* [DOCUMENT SEGMENT]:
· · · · · · ·
We have the 25/25 too on a 1.5 mb download....... utter $h!t3 as you say Halo. one of my main criteri when buying a house will be ADSL2+ reasonably close to an exchange so that i can get about 13-16 (24mb thoretical max but you can only get that by slaughtering every neighbour within a 3 mile radius -given what you say about the TV (and i concur) then that slaughter may in fact not be too high a price for the locals to pay). However, given that the interweb here is mince and the connection limits are draconian, and torrents are pretty much crap everywhere then there is an alternative........................use binary downloads. You will all have heard about usenext and newsgroups etc. Well you can download from these at the maximum bandwidth allowed. I have used this myself  for educational purposes only you understand you can subscribe to a provider for roughly US$11 and download to your heart is content (well untill you bust your download limit and they 'shape' your data - nice fluffy word for 'ban your @55 until next month'). You will need a couple of 'free' tools to help you on your way but you can PM me for any info if you need it


----------



## epidaetia (Nov 15, 2008)

Well Coupla torrent sites are pretty good and You get max speed as well.. Of course you need to open up ports for most of the ISPs or put some hack in your torrent client.
Compared to usenext and nzbs, I would rather go for Direct Downloads from sites like Rapidshare, netload..

Regarding Off/On peak usage.. Depends.. I usually leave my downloads on at home, so when I get back, I've got something new to watch


----------



## epidaetia (Nov 15, 2008)
· · · · · · ·
* [PROVIDED MATERIAL]:
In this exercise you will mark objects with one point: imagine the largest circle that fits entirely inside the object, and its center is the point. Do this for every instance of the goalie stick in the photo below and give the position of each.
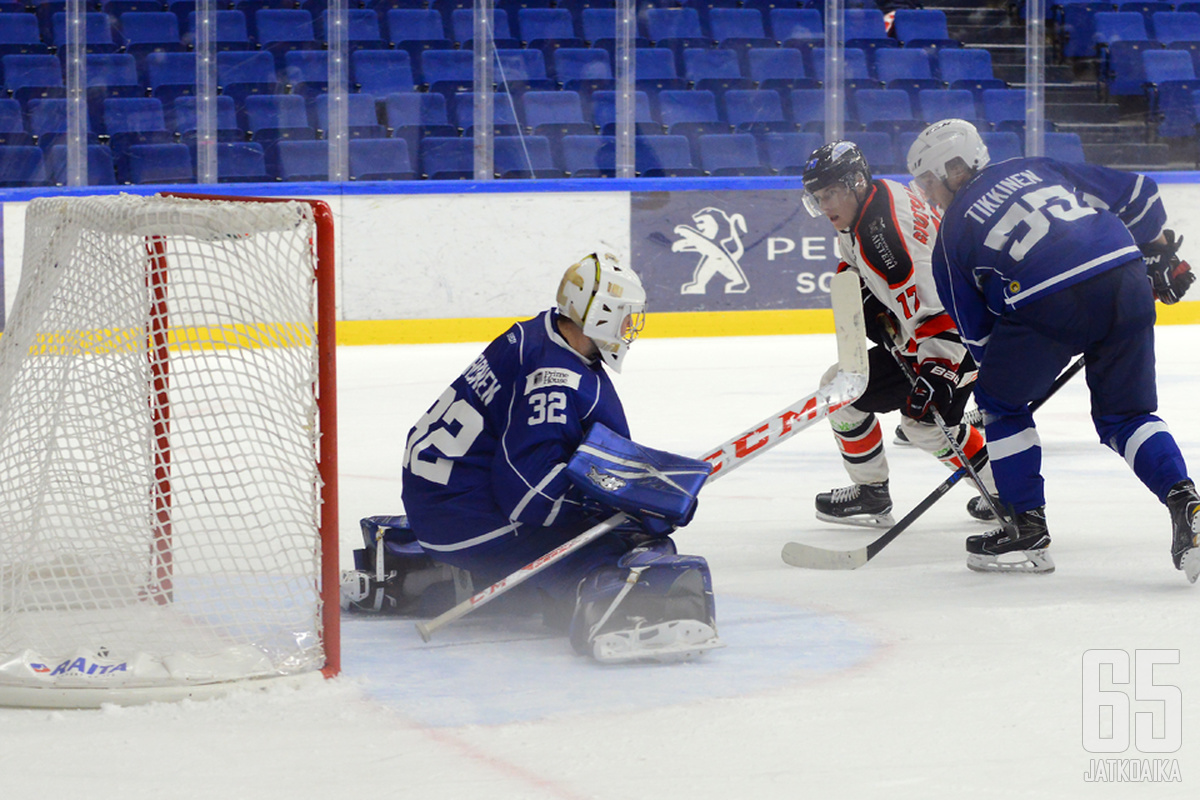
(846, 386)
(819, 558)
· · · · · · ·
* [WHAT TO DO]:
1. In the forum thread about internet download options, roughly what price does the first post give for subscribing to a newsgroup provider?
2. Continue the forum thread about internet download options from the point where it stops.

* [ANSWERS TO THE EXERCISES]:
1. Roughly US$11.

2.
amaslam said:


> Not that hard, make sure you maximize your use of the off-peak (usually AM hours during the night). This can be easily done with software that runs on a schedule.
> 
> i.e. I've used 35 GB this month but only 8 GB of that is from my peak, the rest is off peak, I still have 83 GB on the off-peak available and 31 GB of the peak available. I reset in 8 days so am doing well this month (~22% of my quota used), some months I have hit 90% plus.
> 
> ...


You forgot Games.. They eat up HD space and bandwidths as well..


----------



## Halo (May 8, 2008)

anj1976 said:


> coming to think of it, since one would be working in the day time, i dont see much being used anyways during the peak hrs.


Evening? / Weekends????
Are you planning to work until 1am?


----------



## anj1976 (Apr 24, 2008)

nopes but what about household.. who will do all that??


----------



## Halo (May 8, 2008)

What about it? - Its not like it takes 5 hours


----------



## anj1976 (Apr 24, 2008)

yeah but i cant find another justification


----------



## scottishcelts (Aug 5, 2007)

anj1976 said:


> nopes but what about household.. who will do all that??


hey - thot u had a cleaner!!!


----------



## anj1976 (Apr 24, 2008)

yeah i do here  but wont have one there.. cant afford the luxury


----------



## scottishcelts (Aug 5, 2007)

anj1976 said:


> yeah i do here  but wont have one there.. cant afford the luxury


Well that's no good - we'll have to do something bout that! - we can all have a whip round or something hee hee


----------



## anj1976 (Apr 24, 2008)

hehehehe yeah sure


----------



## mpgrewal (Feb 22, 2009)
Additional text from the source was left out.